● **Exercise passage**
▼
For that reason, there were PPE trainers and a monitor working the floor at all times, ensuring that all safety requirements were stringently maintained and PPE conserved. These protocols were instituted by chief safety officer Matthew Hutter, HMS Class of 1995, a professor of surgery at HMS and Mass General.

“Generally, we were responsible for onboarding, orienting, standardizing the care and figuring out all of the care processes, and then a lot of the workflows, said Baughman. “Everything from ordering labs to how to properly order medications, to writing the discharge summary to ensuring that people are clinically appropriate at discharge. Just the whole gamut of things.”

Under normal hospital circumstances, that’s a big job. At Boston Hope, which relied on medical professionals trained in other specialties, it was a different ballgame. Many were outpatient clinicians being asked to do inpatient work.

“So, how do you teach an orthopedic spine surgeon to adjust insulin for a diabetic? We had a lot of that, where people had to learn not only entirely new processes, new EHR [electronic health records], but also clinical care. How do you do that safely? The answer is with a lot of support, and you embed them into a team of primary care docs ... So, we figured out how to do that with great teamwork,” said Baughman.

Baughman acknowledged that her time at Boston Hope was one of the most stressful in her life, partly because she continued working her regular job at Mass General. But that dual access also allowed her to bring new COVID-19 information to the table at Boston Hope.
▲
(Stored data entries)
▼
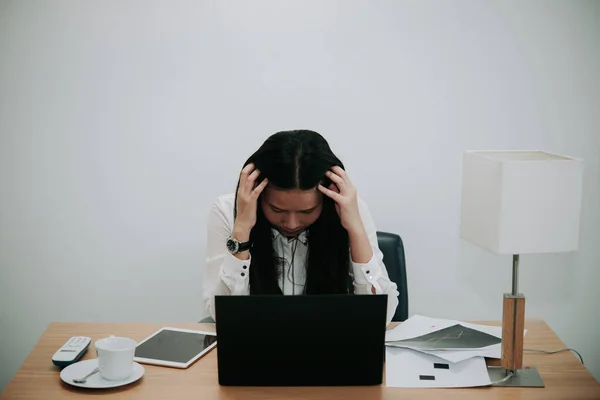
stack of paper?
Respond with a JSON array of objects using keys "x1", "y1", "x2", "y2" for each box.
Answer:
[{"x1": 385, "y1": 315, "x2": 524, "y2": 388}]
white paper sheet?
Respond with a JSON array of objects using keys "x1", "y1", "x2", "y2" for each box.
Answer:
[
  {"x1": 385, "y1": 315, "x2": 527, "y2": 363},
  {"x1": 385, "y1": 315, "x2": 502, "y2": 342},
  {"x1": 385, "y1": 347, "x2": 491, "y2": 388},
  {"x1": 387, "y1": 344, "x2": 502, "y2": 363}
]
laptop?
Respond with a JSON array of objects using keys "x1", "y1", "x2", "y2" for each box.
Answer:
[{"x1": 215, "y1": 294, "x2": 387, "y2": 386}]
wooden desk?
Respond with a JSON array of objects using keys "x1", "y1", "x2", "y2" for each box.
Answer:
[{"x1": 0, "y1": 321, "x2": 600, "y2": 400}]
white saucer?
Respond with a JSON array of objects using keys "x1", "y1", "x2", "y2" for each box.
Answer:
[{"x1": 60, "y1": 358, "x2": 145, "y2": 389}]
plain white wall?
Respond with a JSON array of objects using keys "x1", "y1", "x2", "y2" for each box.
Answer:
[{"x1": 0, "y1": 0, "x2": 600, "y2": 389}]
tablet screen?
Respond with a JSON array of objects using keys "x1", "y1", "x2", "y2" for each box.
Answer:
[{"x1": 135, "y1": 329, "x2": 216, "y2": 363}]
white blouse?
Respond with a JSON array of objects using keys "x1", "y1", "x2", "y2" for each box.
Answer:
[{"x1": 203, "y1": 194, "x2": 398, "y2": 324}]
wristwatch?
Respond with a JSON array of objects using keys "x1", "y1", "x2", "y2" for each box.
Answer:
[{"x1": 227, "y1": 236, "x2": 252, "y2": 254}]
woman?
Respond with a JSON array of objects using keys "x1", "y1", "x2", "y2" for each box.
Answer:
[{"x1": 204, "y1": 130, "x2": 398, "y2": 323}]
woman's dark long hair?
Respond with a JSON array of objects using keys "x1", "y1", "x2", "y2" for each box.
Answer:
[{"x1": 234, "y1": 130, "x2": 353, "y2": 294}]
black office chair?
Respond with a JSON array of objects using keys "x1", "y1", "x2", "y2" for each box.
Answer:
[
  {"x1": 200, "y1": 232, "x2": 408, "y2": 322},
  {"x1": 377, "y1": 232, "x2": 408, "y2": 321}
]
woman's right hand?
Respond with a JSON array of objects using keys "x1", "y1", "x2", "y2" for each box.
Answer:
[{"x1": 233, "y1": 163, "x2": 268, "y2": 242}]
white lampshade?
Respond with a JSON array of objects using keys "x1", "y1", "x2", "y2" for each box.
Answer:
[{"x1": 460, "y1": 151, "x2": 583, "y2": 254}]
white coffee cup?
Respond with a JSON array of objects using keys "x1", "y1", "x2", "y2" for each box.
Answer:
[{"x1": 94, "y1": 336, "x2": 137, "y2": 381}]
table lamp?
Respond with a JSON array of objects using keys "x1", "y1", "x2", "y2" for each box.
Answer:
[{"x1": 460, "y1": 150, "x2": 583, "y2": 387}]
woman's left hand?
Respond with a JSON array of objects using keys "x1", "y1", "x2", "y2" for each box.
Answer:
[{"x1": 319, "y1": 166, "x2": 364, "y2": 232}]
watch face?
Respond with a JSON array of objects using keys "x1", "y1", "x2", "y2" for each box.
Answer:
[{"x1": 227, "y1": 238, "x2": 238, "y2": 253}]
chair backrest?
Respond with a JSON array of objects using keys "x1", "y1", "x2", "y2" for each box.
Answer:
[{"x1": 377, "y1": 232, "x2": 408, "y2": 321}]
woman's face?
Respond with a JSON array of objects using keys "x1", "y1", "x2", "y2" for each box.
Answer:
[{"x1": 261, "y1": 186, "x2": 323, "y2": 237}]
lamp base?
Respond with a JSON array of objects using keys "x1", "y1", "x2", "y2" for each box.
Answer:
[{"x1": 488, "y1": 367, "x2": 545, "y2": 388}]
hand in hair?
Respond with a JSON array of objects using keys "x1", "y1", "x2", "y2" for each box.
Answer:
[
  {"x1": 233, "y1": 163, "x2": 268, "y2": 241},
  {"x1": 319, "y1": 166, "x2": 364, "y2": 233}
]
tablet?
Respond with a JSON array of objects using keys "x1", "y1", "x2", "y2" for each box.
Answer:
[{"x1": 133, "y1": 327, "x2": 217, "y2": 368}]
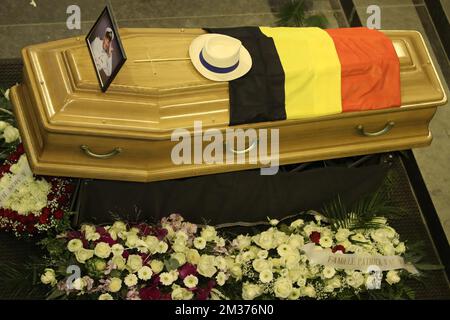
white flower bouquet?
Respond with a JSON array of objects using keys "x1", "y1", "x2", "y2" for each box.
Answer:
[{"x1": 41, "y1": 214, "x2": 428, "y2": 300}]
▲
● **About this exercise**
Please retype the stretch of the Boston Hope passage above from "For that reason, there" through "and Mass General.", matching its wording and punctuation precisely.

● **Solution for this problem**
For that reason, there were PPE trainers and a monitor working the floor at all times, ensuring that all safety requirements were stringently maintained and PPE conserved. These protocols were instituted by chief safety officer Matthew Hutter, HMS Class of 1995, a professor of surgery at HMS and Mass General.